# START OF Working data

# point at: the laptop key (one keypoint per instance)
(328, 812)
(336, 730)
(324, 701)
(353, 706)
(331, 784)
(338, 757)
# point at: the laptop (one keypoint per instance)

# END OF Working data

**Required task:** Retype every record above exactly as it appears.

**Exercise result:**
# point at: the laptop key (one keypoint per instance)
(328, 812)
(336, 730)
(324, 701)
(353, 706)
(331, 784)
(338, 757)
# point at: the laptop (one keypoint per instance)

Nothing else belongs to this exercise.